--- DATA EXCERPTS ---

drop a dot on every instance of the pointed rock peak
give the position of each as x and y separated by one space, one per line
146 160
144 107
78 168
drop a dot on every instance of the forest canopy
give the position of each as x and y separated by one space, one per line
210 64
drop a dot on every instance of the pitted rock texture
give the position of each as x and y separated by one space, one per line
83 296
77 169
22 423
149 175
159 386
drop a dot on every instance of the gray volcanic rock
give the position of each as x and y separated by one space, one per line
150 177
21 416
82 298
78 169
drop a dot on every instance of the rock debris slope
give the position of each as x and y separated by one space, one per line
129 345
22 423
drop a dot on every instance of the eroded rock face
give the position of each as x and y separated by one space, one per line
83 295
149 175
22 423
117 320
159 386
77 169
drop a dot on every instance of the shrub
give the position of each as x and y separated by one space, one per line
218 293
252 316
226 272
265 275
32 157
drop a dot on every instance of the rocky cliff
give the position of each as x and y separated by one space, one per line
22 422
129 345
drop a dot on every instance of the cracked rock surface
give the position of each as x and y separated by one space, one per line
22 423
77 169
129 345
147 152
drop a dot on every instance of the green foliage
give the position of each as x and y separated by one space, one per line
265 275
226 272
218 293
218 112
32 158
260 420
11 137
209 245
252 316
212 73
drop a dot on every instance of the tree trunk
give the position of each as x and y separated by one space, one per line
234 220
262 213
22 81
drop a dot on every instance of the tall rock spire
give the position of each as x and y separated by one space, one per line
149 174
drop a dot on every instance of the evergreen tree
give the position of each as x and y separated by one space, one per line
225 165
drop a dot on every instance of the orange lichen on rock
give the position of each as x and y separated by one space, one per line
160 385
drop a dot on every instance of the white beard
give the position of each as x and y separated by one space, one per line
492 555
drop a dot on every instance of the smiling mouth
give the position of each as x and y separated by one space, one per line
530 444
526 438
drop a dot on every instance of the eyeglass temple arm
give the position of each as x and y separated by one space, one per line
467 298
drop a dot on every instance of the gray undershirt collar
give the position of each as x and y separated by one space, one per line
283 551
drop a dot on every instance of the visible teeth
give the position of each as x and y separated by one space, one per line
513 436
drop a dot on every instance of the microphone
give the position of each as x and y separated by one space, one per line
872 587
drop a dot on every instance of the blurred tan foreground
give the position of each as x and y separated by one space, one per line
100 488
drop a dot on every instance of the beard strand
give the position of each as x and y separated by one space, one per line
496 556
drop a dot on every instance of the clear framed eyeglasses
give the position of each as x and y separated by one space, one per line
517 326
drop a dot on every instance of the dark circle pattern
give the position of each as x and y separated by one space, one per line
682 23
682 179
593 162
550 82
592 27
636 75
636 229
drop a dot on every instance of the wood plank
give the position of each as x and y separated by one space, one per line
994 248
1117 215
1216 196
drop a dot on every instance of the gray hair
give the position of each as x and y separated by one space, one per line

---

**EXERCISE REQUIREMENTS:**
Every record above needs to be repeated word for word.

**WRITTEN ANSWER:**
drop a dot on every instance of the pointed rock peak
give the position of each as x and y separated by one space, one per line
146 160
144 107
78 168
drop a dot on every instance of the forest canopy
give the position of each as x and y separated by one space, one per line
210 64
drop a dot on every instance of the pitted rock texture
give the position of each as x and y separated by one space, one per line
83 296
77 169
22 423
149 175
159 386
drop a dot on every instance of the gray volcanic rock
give the position of each as x and y separated by one space, one per line
150 177
21 416
82 298
78 169
drop a dot on every instance of the rock debris slope
give the position of each as x and y separated by one space, one per line
129 345
22 423
drop a dot on every instance of the eroded rock face
give the position of each as x and y separated by one space, one per line
83 295
149 175
22 423
117 320
159 386
77 169
drop a dot on every instance of the shrub
give the position of each as x and y separated by one space, one per line
218 293
252 316
226 272
265 275
32 157
drop a dot on every instance of the rocky cliff
give the position of each as x and y separated by one space, one per line
22 422
129 345
drop a dot on every instance of the cracked rock surface
give the position of each as x and y separated by one space, one per line
22 423
77 169
129 345
147 152
drop a dot on every instance of the green foliage
give the position of each as x and y separated by one space, one per line
265 275
226 272
218 293
218 112
32 158
260 420
11 137
209 245
252 316
212 73
drop a dot on every instance of the tree trunk
give the position of each as x and y separated by one space, one per line
234 220
262 213
22 81
drop a dot on every instance of the tall rock spire
give the position of each as x and y separated by one space, one per line
149 174
drop a dot on every instance of the evergreen tree
give the position of each as x and y separated by one space, one per line
225 165
drop a dot on every instance of the orange lichen on rock
give the position of each as x and y separated by one space, one per line
160 385
drop a dot on every instance of the white beard
give the position of each as x and y separated by one space, one per line
492 555
drop a dot on every instance of the smiling mouth
give the position of each as x and y separated by one space, one per line
530 444
526 438
drop a dot on every instance of the eyeglass temple arm
give the position of each as x and y separated by one space, one per line
467 298
drop a dot on every instance of the gray undershirt collar
give the position of each as x and y separated by one space, one per line
283 551
drop a dot on every instance of the visible teeth
give the position of each as x and y separated by one space, one per line
513 436
drop a dot on every instance of the microphone
give the position of each as x and y separated by one space, one per line
872 587
drop a dot on every instance of the blurred tan foreground
give the position of each as x and y separated by one space, one per line
100 488
drop a dot on every instance of the beard strand
give the position of each as x and y separated by one space, one per line
496 556
drop a dot on every instance of the clear framed eyeglasses
give the position of each as x and y separated by one space, one per line
517 326
drop a dot on every instance of the dark circle pattern
give the position of each as x and y separated by one space, one per line
682 23
682 179
593 162
550 82
592 27
636 75
636 229
drop a dot on every instance of the wood plank
give the position of each as x and y separated by one space, one per line
994 248
1117 215
1216 196
drop a dot on every instance of the gray hair
give the position of each as x and y separated by one space, one per line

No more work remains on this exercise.